Exercise directions
From the data below, copy exactly the lines that lie between the one holding "Target: green fruit" and the one holding "Target: car roof", including both, and nothing more.

Point-per-instance localization data
.....
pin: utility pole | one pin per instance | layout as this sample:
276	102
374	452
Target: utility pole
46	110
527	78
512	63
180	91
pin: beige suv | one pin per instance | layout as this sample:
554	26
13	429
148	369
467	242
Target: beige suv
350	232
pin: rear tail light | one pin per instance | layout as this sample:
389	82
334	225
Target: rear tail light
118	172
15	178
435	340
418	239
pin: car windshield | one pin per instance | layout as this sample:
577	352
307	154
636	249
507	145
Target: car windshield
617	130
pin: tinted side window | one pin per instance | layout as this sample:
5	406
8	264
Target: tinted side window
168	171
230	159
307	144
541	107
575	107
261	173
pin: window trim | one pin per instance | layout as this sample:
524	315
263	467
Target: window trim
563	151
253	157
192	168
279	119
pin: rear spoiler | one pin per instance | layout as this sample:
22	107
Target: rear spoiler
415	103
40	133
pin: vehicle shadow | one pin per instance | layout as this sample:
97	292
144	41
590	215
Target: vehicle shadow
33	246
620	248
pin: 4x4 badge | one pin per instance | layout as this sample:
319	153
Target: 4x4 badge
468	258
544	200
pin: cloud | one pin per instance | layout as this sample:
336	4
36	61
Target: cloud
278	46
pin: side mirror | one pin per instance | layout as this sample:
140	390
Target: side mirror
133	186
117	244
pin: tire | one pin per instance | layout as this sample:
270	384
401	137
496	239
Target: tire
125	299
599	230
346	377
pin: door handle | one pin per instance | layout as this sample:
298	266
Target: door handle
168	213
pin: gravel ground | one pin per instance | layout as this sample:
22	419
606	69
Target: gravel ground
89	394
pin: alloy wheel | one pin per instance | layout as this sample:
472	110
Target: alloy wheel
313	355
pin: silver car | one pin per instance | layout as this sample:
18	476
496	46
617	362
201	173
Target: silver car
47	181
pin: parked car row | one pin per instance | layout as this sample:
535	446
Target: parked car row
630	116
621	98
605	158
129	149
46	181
.....
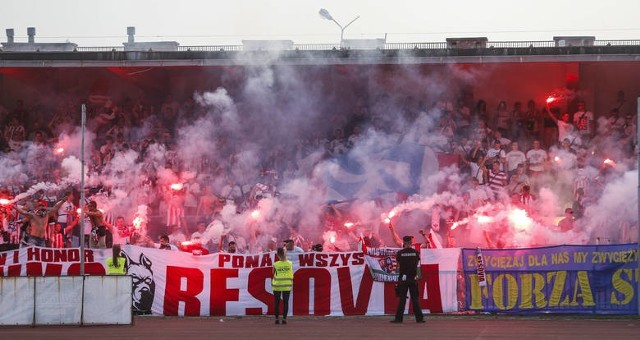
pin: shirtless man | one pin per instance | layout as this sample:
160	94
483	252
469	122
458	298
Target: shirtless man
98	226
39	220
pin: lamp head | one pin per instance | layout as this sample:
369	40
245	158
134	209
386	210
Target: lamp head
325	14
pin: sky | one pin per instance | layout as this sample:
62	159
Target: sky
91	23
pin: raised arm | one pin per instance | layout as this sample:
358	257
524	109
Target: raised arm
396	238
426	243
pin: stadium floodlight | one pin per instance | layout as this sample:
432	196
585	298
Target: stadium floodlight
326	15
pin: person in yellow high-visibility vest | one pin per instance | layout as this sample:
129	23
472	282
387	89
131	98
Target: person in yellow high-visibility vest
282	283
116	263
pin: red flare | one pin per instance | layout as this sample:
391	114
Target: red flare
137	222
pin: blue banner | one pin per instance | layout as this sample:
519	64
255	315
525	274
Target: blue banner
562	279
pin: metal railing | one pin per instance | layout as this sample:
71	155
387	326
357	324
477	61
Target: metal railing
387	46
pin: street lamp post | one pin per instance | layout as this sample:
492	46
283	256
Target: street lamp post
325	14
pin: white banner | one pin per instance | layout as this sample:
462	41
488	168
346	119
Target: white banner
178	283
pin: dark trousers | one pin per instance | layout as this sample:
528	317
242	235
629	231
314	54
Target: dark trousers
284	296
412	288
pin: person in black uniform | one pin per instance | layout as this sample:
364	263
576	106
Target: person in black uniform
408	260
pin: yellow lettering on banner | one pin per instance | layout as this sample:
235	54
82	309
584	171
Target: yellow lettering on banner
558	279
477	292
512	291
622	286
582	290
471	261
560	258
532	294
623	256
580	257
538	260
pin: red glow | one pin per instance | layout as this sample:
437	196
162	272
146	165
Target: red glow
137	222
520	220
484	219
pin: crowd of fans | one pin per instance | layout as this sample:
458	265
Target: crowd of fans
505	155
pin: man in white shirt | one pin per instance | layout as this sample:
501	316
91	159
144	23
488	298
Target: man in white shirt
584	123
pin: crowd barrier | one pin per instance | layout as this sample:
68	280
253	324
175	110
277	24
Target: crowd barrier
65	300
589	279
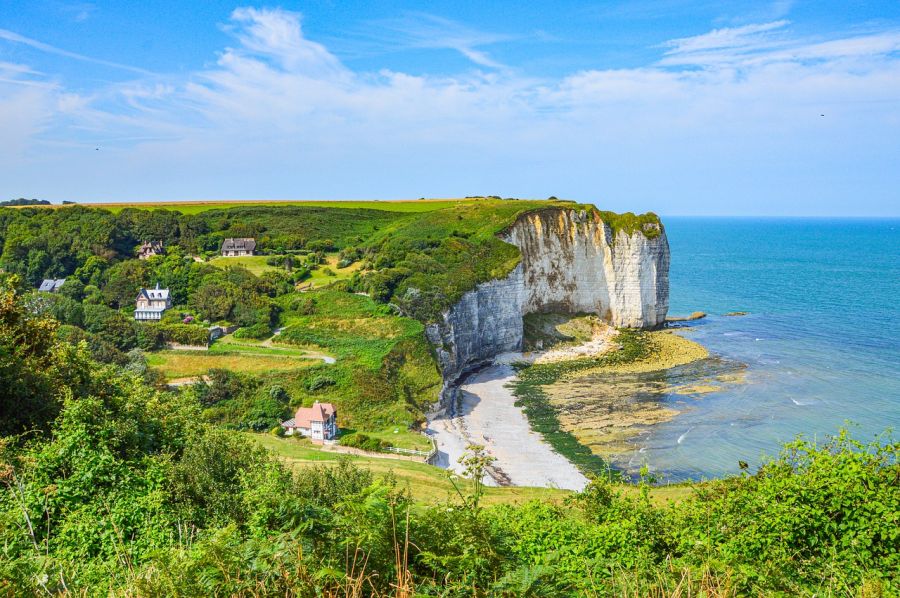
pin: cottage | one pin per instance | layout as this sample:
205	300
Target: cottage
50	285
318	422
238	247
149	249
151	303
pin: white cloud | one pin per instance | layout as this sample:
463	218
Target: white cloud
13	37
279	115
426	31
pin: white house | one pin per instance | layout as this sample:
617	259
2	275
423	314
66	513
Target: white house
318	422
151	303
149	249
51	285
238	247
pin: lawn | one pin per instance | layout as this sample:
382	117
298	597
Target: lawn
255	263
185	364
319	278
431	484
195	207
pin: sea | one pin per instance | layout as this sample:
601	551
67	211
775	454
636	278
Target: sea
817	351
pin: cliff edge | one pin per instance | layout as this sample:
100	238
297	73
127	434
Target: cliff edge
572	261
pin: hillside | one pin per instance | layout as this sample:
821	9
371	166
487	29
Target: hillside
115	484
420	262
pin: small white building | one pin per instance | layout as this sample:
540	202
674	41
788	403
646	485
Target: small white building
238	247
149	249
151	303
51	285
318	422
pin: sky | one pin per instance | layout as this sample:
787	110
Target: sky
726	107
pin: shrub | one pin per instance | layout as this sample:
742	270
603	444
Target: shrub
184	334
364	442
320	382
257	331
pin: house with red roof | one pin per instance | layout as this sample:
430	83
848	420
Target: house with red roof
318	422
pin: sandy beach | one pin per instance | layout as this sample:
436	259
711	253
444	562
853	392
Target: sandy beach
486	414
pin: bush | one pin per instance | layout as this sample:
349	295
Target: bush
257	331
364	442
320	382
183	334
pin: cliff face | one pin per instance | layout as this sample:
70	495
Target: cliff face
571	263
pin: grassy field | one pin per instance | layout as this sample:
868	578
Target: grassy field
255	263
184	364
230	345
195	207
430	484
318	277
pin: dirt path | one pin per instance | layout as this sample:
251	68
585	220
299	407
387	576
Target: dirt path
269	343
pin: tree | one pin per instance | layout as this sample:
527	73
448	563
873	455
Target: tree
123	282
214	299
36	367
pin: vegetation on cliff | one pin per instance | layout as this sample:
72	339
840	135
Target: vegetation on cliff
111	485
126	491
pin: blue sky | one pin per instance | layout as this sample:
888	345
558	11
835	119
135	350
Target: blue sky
.....
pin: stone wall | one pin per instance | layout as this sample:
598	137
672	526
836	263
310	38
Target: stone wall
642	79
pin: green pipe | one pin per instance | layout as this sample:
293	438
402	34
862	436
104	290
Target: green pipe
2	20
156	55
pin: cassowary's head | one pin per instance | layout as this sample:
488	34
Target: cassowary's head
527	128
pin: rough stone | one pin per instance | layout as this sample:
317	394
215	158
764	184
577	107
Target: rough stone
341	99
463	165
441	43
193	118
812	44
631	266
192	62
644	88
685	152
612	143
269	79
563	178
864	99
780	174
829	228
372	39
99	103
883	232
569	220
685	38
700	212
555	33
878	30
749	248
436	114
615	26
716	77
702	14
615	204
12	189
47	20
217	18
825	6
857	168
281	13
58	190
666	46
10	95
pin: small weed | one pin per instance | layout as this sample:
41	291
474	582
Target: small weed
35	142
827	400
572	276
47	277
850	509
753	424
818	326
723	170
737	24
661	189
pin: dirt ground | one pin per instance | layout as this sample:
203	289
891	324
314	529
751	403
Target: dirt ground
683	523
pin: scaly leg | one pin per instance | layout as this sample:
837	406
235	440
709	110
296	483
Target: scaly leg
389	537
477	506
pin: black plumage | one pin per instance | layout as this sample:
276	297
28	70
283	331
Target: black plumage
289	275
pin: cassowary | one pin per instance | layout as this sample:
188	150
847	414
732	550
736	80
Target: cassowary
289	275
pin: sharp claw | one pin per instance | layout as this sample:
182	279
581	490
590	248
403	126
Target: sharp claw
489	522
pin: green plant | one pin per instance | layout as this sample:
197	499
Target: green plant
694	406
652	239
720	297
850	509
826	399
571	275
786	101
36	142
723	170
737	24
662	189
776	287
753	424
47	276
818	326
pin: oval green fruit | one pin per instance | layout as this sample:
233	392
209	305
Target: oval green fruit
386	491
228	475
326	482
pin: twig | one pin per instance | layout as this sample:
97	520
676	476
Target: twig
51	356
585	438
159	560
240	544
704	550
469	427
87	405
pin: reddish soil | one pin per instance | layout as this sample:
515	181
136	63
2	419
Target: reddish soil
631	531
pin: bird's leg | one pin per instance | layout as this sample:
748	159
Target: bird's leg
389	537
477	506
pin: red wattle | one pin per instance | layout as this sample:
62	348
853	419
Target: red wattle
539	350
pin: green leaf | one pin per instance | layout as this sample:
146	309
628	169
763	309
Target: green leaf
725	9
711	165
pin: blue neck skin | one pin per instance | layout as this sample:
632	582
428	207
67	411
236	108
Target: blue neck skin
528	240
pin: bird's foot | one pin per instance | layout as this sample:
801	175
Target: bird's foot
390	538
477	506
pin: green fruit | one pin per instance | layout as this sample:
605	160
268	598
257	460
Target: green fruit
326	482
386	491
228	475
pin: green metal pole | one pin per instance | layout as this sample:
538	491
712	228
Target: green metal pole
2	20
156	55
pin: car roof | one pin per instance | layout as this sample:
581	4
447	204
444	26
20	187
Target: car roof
.....
Response to this exercise
Target: green fruit
326	482
386	491
228	475
pin: green metal pole | one pin per instance | layout as this sample:
538	491
712	228
Target: green metal pole
2	20
156	55
pin: car roof | one pin per instance | layout as this sample:
581	4
447	204
444	26
20	187
Target: car roof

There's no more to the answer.